# Jeff's Rub & BBQ Sauce (review for anyone interested in purchasing)



## wildwes (May 28, 2011)

I gotta say I was skeptical about buying these.  I paid for the recipes, but when I went to download them from the digital download site it would not let me.  I emailed Jeff, told him about my problem, and within an hour he had emailed me back including the recipes in a .pdf attachment and also including the recipes in the actual email incase the .pdf didn't open.  The email was very thorough and I really appreciated reply from Jeff.  Like I said I was a little skeptical to buy these, but felt a little better after his email.

My next task was to make the rub and the sauce, which I did the following day.  I love BBQ Sauce.  BBQ Sauce is to me how Franks Red Hot Sauce is to other people:  I PUT THAT SHIT ON EVERYTHING.  :)    Anyway, after making his sauce I was very impressed.  I put it on ribs, rabbit, hamburgers and it was good on everything.  It was good the day I made it, however, since it has been sitting in my refrigerator it has only gotten better.  The flavor from the ingredients really comes out in the Q Sauce once it sits and 'marinates' for a couple days.  My family loves a BBQ Sauce from a local rib house, so the day I made the sauce (before I did) I stopped by and bought a quart.  I can say that was the biggest waste of time.  We never even opened the sauce.  Once we all tried Jeff's Q Sauce we were hooked.  We made a double batch the first time and I'm so glad we did (not that its hard to make or anything) because it has been disappearing left and right.  The quart of sauce I bought it still in the fridge virtually untouched & Jeff's is down to the last bit.  Looks like its time to make more!

■ The tasks
1. Answer these from the sauce review:
(a) In what file format did Jeff attach the recipes to his email?
(b) Which three foods did the writer put the sauce on?
(c) How much sauce did the writer buy from the local rib house?
2. Extract the passage of the sauce review that begins at the words "# Jeff's Rub" and stops after "after his email.".
The items that follow have no connection to the sauce review.

■ Extracted entries
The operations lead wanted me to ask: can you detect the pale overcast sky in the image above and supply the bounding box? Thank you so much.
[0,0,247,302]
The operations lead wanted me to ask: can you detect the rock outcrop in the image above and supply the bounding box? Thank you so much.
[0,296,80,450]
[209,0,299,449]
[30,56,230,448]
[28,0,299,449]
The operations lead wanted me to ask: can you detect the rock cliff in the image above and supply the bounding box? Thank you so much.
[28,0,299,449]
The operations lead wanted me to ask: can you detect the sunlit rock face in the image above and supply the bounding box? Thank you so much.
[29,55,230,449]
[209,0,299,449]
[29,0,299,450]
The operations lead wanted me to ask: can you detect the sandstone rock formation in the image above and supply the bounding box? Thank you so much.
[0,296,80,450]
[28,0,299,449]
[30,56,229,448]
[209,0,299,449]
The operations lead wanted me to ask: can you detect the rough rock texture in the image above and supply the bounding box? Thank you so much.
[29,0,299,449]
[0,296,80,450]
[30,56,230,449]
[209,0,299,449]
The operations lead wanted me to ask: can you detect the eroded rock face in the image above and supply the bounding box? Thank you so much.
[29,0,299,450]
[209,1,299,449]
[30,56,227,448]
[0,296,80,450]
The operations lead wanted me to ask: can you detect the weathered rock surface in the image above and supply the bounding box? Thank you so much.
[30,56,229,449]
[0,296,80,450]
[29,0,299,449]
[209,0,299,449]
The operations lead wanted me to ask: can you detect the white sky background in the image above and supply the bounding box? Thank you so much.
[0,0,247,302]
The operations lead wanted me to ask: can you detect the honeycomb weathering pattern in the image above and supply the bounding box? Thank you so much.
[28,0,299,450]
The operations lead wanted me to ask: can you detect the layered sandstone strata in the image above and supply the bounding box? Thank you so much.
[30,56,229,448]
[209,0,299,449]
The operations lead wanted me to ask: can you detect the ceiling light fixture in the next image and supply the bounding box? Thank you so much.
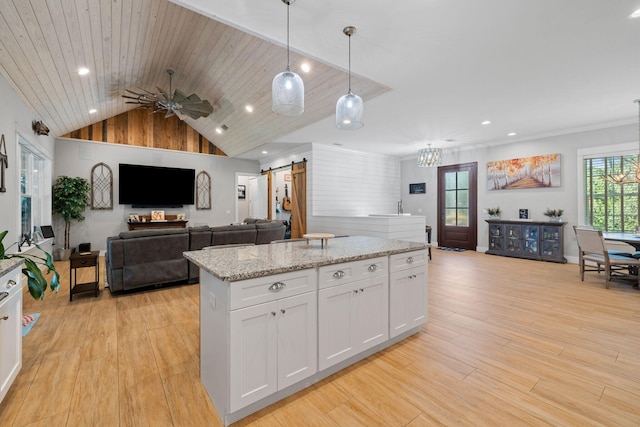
[418,144,442,168]
[336,26,364,129]
[607,99,640,184]
[271,0,304,116]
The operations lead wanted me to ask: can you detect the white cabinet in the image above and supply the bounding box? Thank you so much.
[389,251,428,338]
[0,265,22,402]
[229,292,317,411]
[318,257,389,370]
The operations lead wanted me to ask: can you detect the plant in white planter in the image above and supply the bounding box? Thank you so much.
[52,175,90,259]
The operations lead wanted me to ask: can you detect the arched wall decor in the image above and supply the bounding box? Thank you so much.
[91,162,113,210]
[196,171,211,210]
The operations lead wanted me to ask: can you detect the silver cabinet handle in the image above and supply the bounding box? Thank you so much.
[269,282,287,292]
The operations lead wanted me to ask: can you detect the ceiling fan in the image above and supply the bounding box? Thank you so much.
[122,69,213,119]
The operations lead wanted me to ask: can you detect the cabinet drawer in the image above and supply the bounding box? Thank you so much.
[229,269,318,310]
[318,257,389,289]
[389,251,429,273]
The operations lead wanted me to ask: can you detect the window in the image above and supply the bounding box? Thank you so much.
[583,155,640,232]
[18,135,45,236]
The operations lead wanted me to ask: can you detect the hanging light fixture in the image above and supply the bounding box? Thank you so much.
[271,0,304,116]
[607,99,640,184]
[418,144,442,168]
[336,26,364,129]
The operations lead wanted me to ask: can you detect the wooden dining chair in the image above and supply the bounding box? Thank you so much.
[573,226,640,288]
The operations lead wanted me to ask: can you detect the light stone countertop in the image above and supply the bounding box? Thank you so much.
[184,236,428,282]
[0,258,24,277]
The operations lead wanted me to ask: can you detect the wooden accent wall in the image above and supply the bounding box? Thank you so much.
[61,109,226,156]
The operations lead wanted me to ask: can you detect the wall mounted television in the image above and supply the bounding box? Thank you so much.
[118,163,196,208]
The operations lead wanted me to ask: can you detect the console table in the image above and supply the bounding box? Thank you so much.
[485,219,567,264]
[127,219,189,231]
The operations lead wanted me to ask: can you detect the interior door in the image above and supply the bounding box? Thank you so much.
[438,162,478,250]
[249,175,269,218]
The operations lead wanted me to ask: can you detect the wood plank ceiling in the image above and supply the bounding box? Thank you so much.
[0,0,389,156]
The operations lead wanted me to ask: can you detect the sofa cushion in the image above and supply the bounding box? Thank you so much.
[118,228,189,239]
[211,224,257,246]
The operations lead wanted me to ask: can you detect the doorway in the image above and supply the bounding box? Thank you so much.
[438,162,478,251]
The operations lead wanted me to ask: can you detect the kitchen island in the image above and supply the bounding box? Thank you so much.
[184,236,428,425]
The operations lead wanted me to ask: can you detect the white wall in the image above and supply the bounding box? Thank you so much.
[401,124,638,261]
[53,139,258,250]
[0,77,54,252]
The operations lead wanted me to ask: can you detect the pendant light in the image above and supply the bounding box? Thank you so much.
[336,26,364,129]
[271,0,304,116]
[418,144,442,168]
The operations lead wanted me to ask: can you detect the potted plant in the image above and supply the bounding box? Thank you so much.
[484,206,501,218]
[0,230,60,299]
[544,208,564,222]
[52,175,90,260]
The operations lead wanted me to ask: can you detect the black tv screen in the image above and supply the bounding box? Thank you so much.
[119,163,196,208]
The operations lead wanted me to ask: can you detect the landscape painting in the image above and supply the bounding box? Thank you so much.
[487,154,560,190]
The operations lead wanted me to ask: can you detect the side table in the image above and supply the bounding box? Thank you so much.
[69,251,100,301]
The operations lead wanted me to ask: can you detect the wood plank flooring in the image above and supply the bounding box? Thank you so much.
[0,250,640,427]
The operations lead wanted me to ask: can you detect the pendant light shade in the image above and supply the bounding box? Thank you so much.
[336,26,364,129]
[271,0,304,116]
[418,144,442,168]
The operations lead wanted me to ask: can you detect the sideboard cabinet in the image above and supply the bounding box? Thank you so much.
[485,219,567,263]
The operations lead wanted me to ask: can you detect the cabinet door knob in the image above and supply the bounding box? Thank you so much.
[269,282,287,292]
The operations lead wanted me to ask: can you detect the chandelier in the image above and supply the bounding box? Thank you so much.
[271,0,304,116]
[607,99,640,184]
[336,26,364,129]
[418,144,442,168]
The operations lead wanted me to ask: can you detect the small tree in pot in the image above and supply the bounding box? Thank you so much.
[52,175,90,259]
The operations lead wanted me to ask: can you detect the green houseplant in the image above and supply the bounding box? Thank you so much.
[52,175,90,259]
[0,230,60,299]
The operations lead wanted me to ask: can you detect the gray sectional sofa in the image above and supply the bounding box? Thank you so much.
[105,220,286,293]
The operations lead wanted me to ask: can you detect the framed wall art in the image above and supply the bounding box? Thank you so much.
[409,182,427,194]
[487,154,561,190]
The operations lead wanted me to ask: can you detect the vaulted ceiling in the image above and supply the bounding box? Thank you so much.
[0,0,640,158]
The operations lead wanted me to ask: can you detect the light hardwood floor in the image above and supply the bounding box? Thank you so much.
[0,250,640,427]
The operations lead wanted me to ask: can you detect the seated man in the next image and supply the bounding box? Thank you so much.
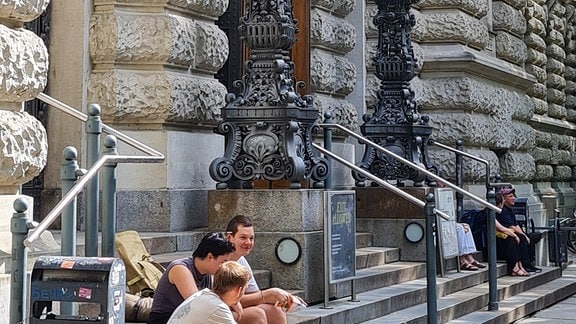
[226,215,306,324]
[496,188,542,272]
[168,261,250,324]
[148,233,234,324]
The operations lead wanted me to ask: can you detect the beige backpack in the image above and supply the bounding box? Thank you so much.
[115,231,166,297]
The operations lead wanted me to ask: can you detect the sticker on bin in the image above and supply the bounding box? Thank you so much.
[78,287,92,299]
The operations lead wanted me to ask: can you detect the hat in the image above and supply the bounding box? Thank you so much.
[498,188,516,196]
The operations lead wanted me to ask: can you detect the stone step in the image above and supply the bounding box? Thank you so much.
[366,268,564,323]
[288,262,510,324]
[288,263,576,324]
[447,265,576,324]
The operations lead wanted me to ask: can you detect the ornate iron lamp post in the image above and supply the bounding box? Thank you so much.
[209,0,329,189]
[353,0,436,187]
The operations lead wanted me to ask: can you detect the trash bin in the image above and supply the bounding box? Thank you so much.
[548,230,568,263]
[512,198,530,233]
[29,256,126,324]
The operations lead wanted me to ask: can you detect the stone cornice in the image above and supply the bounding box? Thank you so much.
[421,44,536,89]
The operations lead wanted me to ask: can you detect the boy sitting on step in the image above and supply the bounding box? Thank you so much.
[226,215,306,324]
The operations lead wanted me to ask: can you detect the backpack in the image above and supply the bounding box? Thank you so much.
[114,231,166,297]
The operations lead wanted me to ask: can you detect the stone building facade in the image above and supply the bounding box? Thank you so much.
[0,0,576,231]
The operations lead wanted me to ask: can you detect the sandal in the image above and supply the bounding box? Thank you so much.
[460,263,478,271]
[470,260,486,269]
[512,269,530,277]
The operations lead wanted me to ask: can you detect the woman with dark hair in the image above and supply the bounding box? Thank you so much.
[148,233,235,324]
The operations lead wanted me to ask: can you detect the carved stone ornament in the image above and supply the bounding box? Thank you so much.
[353,0,436,186]
[209,0,329,189]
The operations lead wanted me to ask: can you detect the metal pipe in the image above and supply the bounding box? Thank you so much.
[84,104,102,257]
[102,124,164,162]
[10,198,32,323]
[554,208,562,269]
[60,146,80,315]
[486,189,498,311]
[318,124,502,213]
[60,146,80,256]
[36,92,88,121]
[101,135,118,257]
[428,139,493,192]
[424,193,438,324]
[312,143,450,220]
[24,155,164,246]
[324,111,332,190]
[36,93,164,158]
[456,140,464,221]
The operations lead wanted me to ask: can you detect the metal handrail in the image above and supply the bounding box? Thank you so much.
[36,93,164,158]
[312,143,450,220]
[428,139,491,190]
[318,124,502,213]
[23,93,164,247]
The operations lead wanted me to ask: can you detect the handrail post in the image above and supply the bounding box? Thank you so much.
[424,193,438,324]
[486,189,498,311]
[85,104,102,257]
[60,146,80,256]
[324,111,332,190]
[10,198,32,324]
[102,135,118,257]
[554,208,562,271]
[456,140,464,221]
[60,146,80,315]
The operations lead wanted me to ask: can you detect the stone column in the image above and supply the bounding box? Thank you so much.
[310,0,364,188]
[413,0,535,200]
[0,0,49,243]
[88,0,228,231]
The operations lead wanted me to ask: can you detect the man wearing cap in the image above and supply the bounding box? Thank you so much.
[496,188,542,272]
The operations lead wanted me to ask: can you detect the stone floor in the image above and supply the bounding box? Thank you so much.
[515,252,576,324]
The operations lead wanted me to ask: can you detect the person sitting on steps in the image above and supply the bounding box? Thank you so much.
[456,223,486,271]
[496,188,542,272]
[226,215,306,324]
[148,233,235,324]
[168,261,250,324]
[495,190,530,277]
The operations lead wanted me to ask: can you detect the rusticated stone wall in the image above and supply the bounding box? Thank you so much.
[382,0,535,184]
[310,0,359,130]
[87,0,228,231]
[0,0,48,195]
[88,0,228,125]
[525,0,576,216]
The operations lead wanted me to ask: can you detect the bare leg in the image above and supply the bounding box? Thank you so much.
[258,304,286,324]
[238,305,268,324]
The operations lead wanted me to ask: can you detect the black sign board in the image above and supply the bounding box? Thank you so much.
[324,191,356,283]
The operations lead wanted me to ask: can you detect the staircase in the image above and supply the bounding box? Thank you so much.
[122,231,576,324]
[2,230,576,324]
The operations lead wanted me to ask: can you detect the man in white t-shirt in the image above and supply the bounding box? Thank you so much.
[226,215,306,324]
[168,261,250,324]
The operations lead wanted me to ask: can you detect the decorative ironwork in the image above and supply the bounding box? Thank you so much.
[353,0,437,186]
[22,3,52,221]
[209,0,329,189]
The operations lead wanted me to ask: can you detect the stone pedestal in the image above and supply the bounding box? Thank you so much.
[355,187,434,262]
[208,189,324,302]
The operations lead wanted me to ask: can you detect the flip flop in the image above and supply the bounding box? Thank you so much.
[470,260,486,268]
[460,263,478,271]
[512,270,530,277]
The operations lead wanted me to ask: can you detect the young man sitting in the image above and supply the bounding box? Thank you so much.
[168,261,250,324]
[226,215,306,324]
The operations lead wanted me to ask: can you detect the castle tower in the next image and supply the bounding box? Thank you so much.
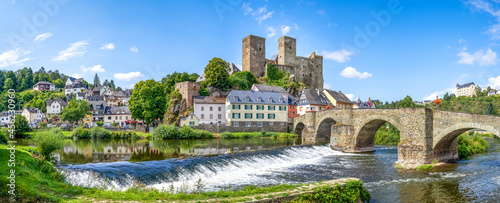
[278,36,297,66]
[242,35,266,78]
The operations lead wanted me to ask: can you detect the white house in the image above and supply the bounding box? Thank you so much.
[21,107,45,124]
[0,110,22,126]
[46,97,68,114]
[33,81,56,91]
[193,96,226,124]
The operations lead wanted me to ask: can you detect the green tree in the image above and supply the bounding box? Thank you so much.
[61,99,90,125]
[3,78,14,90]
[128,80,167,126]
[14,114,31,137]
[398,95,415,108]
[205,57,231,90]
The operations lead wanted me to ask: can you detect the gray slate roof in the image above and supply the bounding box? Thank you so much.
[252,84,287,93]
[325,89,352,103]
[457,82,475,89]
[227,90,288,105]
[46,97,68,106]
[298,89,330,106]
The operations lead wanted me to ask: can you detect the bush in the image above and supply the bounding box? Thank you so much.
[71,126,90,139]
[220,131,234,139]
[153,125,179,139]
[33,128,64,161]
[0,128,9,144]
[90,126,111,139]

■ Solutions to the exercise
1.
(a) A .pdf file.
(b) Ribs, rabbit, and hamburgers.
(c) A quart.

2.
# Jeff's Rub & BBQ Sauce (review for anyone interested in purchasing)



## wildwes (May 28, 2011)

I gotta say I was skeptical about buying these.  I paid for the recipes, but when I went to download them from the digital download site it would not let me.  I emailed Jeff, told him about my problem, and within an hour he had emailed me back including the recipes in a .pdf attachment and also including the recipes in the actual email incase the .pdf didn't open.  The email was very thorough and I really appreciated reply from Jeff.  Like I said I was a little skeptical to buy these, but felt a little better after his email.